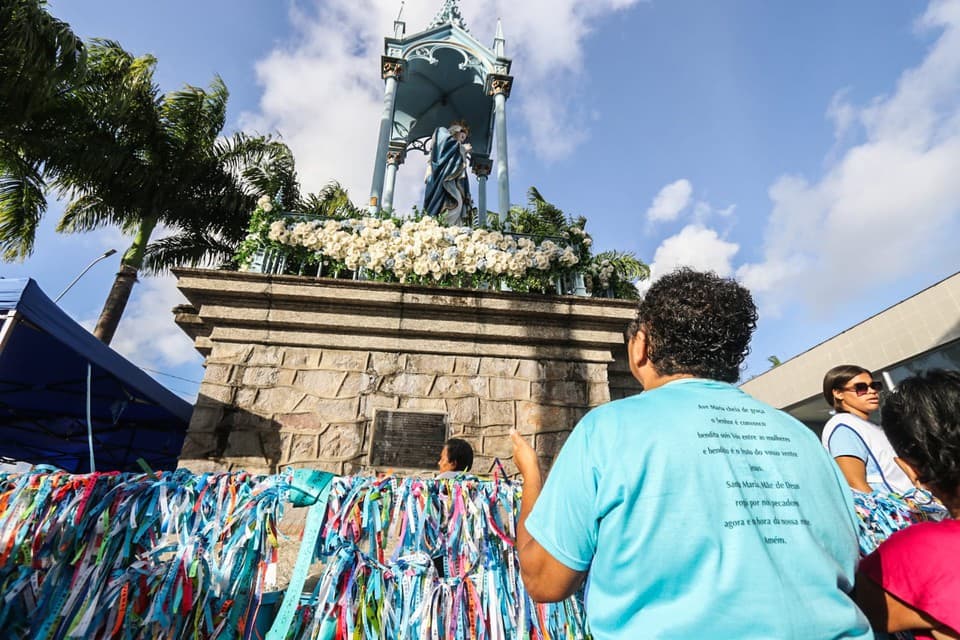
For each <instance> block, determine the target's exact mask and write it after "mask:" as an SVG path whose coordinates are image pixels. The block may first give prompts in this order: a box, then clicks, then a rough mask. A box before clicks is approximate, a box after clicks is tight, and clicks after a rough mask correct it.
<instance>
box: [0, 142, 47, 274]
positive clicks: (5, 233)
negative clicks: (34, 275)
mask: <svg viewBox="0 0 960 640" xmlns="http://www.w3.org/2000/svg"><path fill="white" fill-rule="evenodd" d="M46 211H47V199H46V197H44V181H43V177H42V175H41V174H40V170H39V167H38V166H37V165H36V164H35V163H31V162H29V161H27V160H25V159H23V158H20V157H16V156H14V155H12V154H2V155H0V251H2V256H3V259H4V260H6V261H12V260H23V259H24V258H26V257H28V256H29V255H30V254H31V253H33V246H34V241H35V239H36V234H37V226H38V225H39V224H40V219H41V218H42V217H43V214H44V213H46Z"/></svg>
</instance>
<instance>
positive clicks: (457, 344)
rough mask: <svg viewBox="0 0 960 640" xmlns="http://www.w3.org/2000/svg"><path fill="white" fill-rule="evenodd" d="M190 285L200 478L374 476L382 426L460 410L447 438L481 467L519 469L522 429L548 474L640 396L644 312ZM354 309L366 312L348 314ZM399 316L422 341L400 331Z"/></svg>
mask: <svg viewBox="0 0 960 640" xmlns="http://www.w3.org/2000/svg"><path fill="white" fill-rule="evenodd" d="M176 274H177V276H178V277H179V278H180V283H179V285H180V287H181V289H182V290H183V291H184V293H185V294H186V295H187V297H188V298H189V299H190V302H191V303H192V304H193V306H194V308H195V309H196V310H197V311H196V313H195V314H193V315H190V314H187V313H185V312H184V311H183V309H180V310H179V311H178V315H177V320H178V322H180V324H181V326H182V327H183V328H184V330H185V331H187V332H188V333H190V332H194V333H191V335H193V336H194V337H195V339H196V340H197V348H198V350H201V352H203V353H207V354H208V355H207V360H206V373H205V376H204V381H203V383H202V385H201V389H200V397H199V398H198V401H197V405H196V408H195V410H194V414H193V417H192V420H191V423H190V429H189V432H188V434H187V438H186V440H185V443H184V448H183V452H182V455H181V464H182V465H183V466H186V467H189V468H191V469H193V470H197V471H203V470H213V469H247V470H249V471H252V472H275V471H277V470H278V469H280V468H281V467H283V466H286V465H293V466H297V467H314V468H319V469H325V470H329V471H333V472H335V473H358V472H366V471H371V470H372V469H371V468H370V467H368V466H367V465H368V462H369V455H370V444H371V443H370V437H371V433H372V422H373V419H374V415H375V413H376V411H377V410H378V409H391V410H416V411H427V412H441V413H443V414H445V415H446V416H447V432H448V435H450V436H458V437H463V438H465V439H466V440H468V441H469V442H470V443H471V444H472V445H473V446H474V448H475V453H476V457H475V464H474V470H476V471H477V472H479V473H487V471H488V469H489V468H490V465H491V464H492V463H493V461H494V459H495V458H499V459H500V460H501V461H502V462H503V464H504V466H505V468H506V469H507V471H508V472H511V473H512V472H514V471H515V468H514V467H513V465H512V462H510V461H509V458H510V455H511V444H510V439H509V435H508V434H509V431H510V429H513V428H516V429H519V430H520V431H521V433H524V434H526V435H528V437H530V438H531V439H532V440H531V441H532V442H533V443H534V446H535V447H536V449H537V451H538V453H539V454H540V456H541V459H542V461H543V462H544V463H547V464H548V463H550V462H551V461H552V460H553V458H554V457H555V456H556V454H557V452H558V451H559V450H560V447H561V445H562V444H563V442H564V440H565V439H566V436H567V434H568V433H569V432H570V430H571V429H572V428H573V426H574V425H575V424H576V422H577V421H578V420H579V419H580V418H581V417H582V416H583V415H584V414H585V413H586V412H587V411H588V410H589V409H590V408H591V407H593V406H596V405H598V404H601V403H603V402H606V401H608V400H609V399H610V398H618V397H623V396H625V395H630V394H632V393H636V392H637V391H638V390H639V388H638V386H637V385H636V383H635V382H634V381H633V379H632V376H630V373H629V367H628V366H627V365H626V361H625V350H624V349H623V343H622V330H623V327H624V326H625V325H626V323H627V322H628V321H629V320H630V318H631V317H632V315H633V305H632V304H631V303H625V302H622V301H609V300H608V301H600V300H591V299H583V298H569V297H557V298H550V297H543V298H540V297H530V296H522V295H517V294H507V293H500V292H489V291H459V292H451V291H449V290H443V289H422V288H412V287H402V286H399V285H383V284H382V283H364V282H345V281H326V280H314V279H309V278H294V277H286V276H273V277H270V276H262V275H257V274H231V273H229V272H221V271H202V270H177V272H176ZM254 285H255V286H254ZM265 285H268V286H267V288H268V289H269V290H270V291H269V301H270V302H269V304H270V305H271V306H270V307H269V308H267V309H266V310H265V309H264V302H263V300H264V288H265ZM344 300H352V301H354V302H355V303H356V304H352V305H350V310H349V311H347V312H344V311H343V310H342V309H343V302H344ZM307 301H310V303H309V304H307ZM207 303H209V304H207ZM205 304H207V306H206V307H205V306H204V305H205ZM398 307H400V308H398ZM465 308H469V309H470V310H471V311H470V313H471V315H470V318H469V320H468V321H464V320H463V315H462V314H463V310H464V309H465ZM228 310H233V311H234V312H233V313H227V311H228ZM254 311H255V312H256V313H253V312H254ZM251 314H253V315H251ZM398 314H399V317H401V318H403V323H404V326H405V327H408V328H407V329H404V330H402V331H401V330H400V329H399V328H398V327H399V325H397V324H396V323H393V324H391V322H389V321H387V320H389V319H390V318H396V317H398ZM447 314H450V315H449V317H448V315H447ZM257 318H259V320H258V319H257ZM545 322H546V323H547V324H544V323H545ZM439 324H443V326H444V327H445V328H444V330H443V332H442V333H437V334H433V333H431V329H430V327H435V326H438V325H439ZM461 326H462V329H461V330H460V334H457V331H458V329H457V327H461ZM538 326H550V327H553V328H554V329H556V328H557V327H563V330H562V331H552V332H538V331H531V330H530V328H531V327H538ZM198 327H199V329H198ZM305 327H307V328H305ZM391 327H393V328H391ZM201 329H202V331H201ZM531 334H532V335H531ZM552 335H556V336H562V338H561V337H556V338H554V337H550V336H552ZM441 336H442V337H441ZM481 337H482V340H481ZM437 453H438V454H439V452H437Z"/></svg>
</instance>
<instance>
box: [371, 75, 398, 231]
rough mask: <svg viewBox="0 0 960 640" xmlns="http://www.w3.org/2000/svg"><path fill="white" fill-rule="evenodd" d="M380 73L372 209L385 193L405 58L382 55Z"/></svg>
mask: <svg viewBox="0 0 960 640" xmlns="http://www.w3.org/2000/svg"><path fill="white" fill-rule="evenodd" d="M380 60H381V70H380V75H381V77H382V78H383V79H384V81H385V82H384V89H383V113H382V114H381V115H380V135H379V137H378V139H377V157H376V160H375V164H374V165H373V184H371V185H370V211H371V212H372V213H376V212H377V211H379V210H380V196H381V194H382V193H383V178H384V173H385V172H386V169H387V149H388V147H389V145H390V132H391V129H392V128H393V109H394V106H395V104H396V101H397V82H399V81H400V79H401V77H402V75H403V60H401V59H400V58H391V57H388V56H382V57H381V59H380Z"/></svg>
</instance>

==========

Print the material word for word without images.

For each <instance> block, determine the target's exact mask and write it after "mask:" as an SVG path whose coordinates are image pixels. The block may first give prompts in this order: a box, then clicks, then a rough mask. A box before clicks is approximate, a box after clicks is tight, and clicks after a rough mask correct it.
<instance>
box: [0, 142, 47, 274]
positive clicks: (5, 233)
negative clicks: (34, 275)
mask: <svg viewBox="0 0 960 640" xmlns="http://www.w3.org/2000/svg"><path fill="white" fill-rule="evenodd" d="M46 211H47V199H46V197H44V181H43V177H42V175H41V174H40V170H39V167H38V166H37V165H36V164H35V163H31V162H29V161H27V160H25V159H23V158H20V157H16V156H14V155H12V154H2V155H0V251H2V256H3V259H4V260H6V261H12V260H23V259H24V258H26V257H28V256H29V255H30V254H31V253H33V246H34V241H35V239H36V234H37V226H38V225H39V224H40V219H41V218H42V217H43V214H44V213H46Z"/></svg>
</instance>
<instance>
positive clicks: (457, 344)
rough mask: <svg viewBox="0 0 960 640" xmlns="http://www.w3.org/2000/svg"><path fill="white" fill-rule="evenodd" d="M190 285L200 478L374 476L382 426L460 410L447 438L481 467L519 469L522 429L548 474L640 396L644 312ZM354 309L366 312L348 314ZM399 316L422 341L400 331Z"/></svg>
mask: <svg viewBox="0 0 960 640" xmlns="http://www.w3.org/2000/svg"><path fill="white" fill-rule="evenodd" d="M176 274H177V276H178V277H179V278H180V283H179V285H180V287H181V289H182V290H183V291H184V293H185V294H186V295H187V297H188V298H189V299H190V302H191V303H192V304H193V306H194V308H195V309H196V310H197V311H196V313H195V314H193V315H190V314H187V313H185V312H184V311H183V309H180V310H179V311H178V315H177V320H178V322H180V324H181V326H182V327H183V328H184V330H185V331H187V332H188V333H190V332H194V333H191V335H193V336H194V337H195V339H196V340H197V348H198V350H201V352H203V353H207V354H208V355H207V360H206V373H205V376H204V381H203V383H202V385H201V389H200V397H199V398H198V401H197V405H196V408H195V410H194V414H193V417H192V420H191V423H190V429H189V432H188V434H187V438H186V440H185V443H184V448H183V452H182V455H181V464H182V465H183V466H186V467H189V468H191V469H193V470H197V471H203V470H213V469H247V470H249V471H252V472H275V471H277V470H278V469H280V468H281V467H283V466H286V465H293V466H297V467H314V468H319V469H325V470H329V471H333V472H335V473H358V472H366V471H371V470H372V469H371V468H370V467H368V466H367V465H368V462H369V455H370V444H371V443H370V437H371V433H372V422H373V419H374V415H375V413H376V411H377V410H378V409H391V410H416V411H427V412H441V413H443V414H445V415H446V416H447V432H448V435H450V436H458V437H463V438H465V439H466V440H468V441H469V442H470V443H471V444H472V445H473V446H474V448H475V453H476V457H475V464H474V470H476V471H477V472H479V473H487V471H488V469H489V468H490V465H491V464H492V463H493V461H494V459H495V458H499V459H500V460H501V461H502V462H503V464H504V466H505V468H506V469H507V471H508V472H511V473H512V472H514V471H515V468H514V467H513V465H512V462H510V461H509V458H510V455H511V444H510V439H509V435H508V434H509V431H510V429H513V428H516V429H519V430H520V431H521V433H524V434H526V435H528V437H530V438H531V439H532V440H531V441H532V442H533V443H534V446H535V447H536V449H537V451H538V453H539V454H540V456H541V459H542V461H543V462H544V463H547V464H548V463H550V462H551V461H552V460H553V458H554V457H555V456H556V454H557V452H558V451H559V450H560V447H561V445H562V444H563V442H564V440H565V439H566V436H567V434H568V433H569V432H570V430H571V429H572V428H573V426H574V425H575V424H576V422H577V421H578V420H579V419H580V418H581V417H582V416H583V415H584V414H585V413H586V412H587V411H588V410H589V409H590V408H591V407H593V406H596V405H598V404H601V403H603V402H606V401H608V400H609V399H610V398H618V397H623V396H625V395H630V394H632V393H636V392H637V391H638V390H639V388H638V386H637V385H636V383H635V382H634V381H633V379H632V376H630V373H629V367H628V366H627V365H626V361H625V350H624V349H623V343H622V330H623V327H624V326H625V325H626V323H627V322H628V321H629V320H630V318H631V317H632V315H633V305H632V304H631V303H625V302H622V301H609V300H608V301H600V300H591V299H583V298H569V297H557V298H550V297H543V298H540V297H530V296H522V295H517V294H507V293H500V292H489V291H459V292H451V291H449V290H443V289H422V288H412V287H402V286H399V285H383V284H382V283H364V282H345V281H326V280H314V279H309V278H294V277H286V276H273V277H270V276H262V275H257V274H231V273H229V272H221V271H202V270H177V272H176ZM254 285H255V286H254ZM265 285H268V286H267V288H268V289H269V290H270V291H269V301H270V302H269V304H270V305H271V306H270V307H269V308H267V309H266V310H265V309H264V302H263V300H264V288H265ZM344 300H352V301H354V302H355V303H356V304H352V305H350V310H349V311H347V312H344V311H343V310H342V309H343V302H344ZM307 301H310V303H309V304H307ZM207 303H209V304H207ZM205 304H207V306H206V307H205V306H204V305H205ZM398 307H400V308H398ZM465 308H469V309H470V310H471V311H470V313H471V315H470V318H469V320H468V321H464V320H463V315H462V314H463V310H464V309H465ZM228 310H233V311H234V312H233V313H227V311H228ZM254 311H255V312H256V313H253V312H254ZM251 314H253V315H251ZM398 314H399V317H401V318H403V323H404V326H405V327H408V328H407V329H404V330H402V331H401V330H400V329H399V328H398V327H399V325H397V324H396V323H393V324H391V322H389V321H387V320H389V319H390V318H396V317H398ZM447 314H450V315H449V317H448V315H447ZM257 318H259V320H258V319H257ZM545 322H546V323H547V324H544V323H545ZM439 324H443V326H444V327H445V328H444V330H443V332H442V333H437V334H433V333H431V329H430V327H435V326H438V325H439ZM461 326H462V329H461V330H460V334H457V331H458V329H457V327H461ZM538 326H550V327H553V328H554V329H556V328H557V327H563V330H562V331H552V332H538V331H531V330H530V328H531V327H538ZM198 327H199V329H198ZM305 327H307V328H305ZM391 327H393V328H391ZM201 329H202V331H201ZM531 334H532V335H531ZM552 335H556V336H562V338H561V337H556V338H554V337H550V336H552ZM441 336H442V337H441ZM481 337H482V340H481ZM437 453H438V454H439V452H437Z"/></svg>
</instance>
<instance>
box: [371, 75, 398, 231]
rough mask: <svg viewBox="0 0 960 640" xmlns="http://www.w3.org/2000/svg"><path fill="white" fill-rule="evenodd" d="M380 73L372 209L385 193L405 58L382 55Z"/></svg>
mask: <svg viewBox="0 0 960 640" xmlns="http://www.w3.org/2000/svg"><path fill="white" fill-rule="evenodd" d="M380 60H381V70H380V75H381V77H382V78H383V79H384V81H385V82H384V89H383V113H382V114H381V115H380V135H379V137H378V139H377V157H376V160H375V164H374V165H373V184H371V185H370V211H371V212H372V213H376V212H377V211H379V210H380V196H381V194H382V193H383V178H384V173H385V172H386V169H387V149H388V147H389V145H390V132H391V129H392V128H393V109H394V106H395V104H396V101H397V82H399V81H400V79H401V77H402V75H403V60H401V59H400V58H391V57H388V56H382V57H381V59H380Z"/></svg>
</instance>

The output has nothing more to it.